:: Records shown ::

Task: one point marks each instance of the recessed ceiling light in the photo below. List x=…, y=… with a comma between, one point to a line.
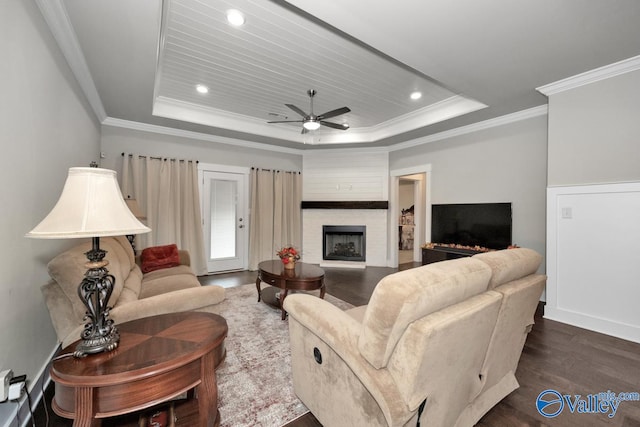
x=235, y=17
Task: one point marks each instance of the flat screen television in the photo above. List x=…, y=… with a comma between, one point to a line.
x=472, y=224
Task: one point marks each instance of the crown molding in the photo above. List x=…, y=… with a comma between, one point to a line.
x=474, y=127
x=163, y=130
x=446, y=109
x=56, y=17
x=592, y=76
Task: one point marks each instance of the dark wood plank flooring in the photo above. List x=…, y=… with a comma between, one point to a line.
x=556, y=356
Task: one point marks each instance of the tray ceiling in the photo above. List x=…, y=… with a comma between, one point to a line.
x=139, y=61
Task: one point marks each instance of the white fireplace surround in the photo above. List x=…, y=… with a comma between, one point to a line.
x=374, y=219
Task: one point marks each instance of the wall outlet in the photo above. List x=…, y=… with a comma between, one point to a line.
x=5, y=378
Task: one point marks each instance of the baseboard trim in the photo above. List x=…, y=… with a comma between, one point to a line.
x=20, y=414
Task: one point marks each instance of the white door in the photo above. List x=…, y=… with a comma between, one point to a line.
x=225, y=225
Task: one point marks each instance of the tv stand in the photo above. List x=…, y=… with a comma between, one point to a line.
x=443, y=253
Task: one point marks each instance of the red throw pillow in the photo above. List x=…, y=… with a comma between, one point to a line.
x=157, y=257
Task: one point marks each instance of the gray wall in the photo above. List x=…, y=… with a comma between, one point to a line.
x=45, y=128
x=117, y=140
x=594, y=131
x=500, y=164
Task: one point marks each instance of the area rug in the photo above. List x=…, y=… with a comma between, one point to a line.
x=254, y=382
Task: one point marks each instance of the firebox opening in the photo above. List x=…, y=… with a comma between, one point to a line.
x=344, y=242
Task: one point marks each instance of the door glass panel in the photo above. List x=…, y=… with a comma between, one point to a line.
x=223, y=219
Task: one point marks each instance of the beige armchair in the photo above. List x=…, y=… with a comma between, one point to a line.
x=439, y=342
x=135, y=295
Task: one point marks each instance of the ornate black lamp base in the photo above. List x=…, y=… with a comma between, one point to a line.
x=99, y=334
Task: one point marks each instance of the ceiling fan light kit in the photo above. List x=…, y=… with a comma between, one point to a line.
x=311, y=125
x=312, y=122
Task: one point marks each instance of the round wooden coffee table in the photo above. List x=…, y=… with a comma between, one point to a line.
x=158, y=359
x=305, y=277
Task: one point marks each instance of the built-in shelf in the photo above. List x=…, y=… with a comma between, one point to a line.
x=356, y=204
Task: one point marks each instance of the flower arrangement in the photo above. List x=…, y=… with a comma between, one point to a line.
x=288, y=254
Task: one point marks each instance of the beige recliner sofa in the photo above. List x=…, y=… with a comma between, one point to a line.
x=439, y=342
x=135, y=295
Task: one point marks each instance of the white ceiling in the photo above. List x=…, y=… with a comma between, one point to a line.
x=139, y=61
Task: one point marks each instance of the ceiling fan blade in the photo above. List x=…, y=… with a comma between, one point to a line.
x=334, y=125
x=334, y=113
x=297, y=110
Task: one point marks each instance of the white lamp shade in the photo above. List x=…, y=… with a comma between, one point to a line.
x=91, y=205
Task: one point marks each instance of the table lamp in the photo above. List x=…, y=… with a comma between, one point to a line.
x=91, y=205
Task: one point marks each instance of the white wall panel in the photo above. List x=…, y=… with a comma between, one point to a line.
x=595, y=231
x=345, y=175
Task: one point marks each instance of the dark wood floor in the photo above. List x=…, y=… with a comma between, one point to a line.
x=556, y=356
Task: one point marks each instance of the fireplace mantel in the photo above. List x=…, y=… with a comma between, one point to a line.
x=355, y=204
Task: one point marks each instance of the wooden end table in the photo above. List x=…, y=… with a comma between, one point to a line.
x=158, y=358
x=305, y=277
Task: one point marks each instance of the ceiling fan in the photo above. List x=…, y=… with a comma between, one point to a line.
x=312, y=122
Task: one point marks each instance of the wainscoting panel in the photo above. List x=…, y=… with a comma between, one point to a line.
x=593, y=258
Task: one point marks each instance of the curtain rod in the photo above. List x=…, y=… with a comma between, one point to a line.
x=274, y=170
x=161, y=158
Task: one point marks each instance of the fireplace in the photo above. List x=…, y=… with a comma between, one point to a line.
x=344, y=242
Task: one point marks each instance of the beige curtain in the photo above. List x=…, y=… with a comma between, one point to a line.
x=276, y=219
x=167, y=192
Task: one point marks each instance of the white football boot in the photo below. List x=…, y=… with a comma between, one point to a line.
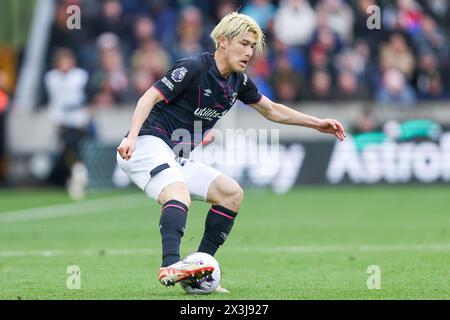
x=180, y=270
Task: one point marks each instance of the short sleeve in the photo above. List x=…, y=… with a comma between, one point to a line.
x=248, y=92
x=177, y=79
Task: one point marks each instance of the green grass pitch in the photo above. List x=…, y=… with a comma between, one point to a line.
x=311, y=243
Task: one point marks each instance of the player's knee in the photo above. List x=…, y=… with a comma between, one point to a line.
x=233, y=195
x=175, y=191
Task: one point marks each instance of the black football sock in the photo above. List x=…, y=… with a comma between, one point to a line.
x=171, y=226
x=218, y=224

:::

* Your instructions: Convert the items from the line containing "Task: one point marks each instance of the short" through the end of the items into a two-column CSV with the columns "prompt" and "answer". Give one row per item, with each value enclosed in double quotes and its line breaks replaced by spaces.

* The answer:
prompt,answer
"Task: one point marks each instance of the short sleeve in the photo above. List x=…, y=… with a comma between, one point to a line.","x=248, y=92 x=177, y=79"
"Task: one point marks each instance of the green grass pitch in the photo above. List x=…, y=… with a comma between, one point to a line.","x=311, y=243"
"Task: one point marks each instance of the player's knee in the photo above. List x=…, y=… with a comma between, one point to a line.","x=233, y=195 x=175, y=191"
"Task: one point marks each instance of the black football sock in the photo above. List x=…, y=… with a comma between, one point to a line.","x=171, y=226 x=218, y=224"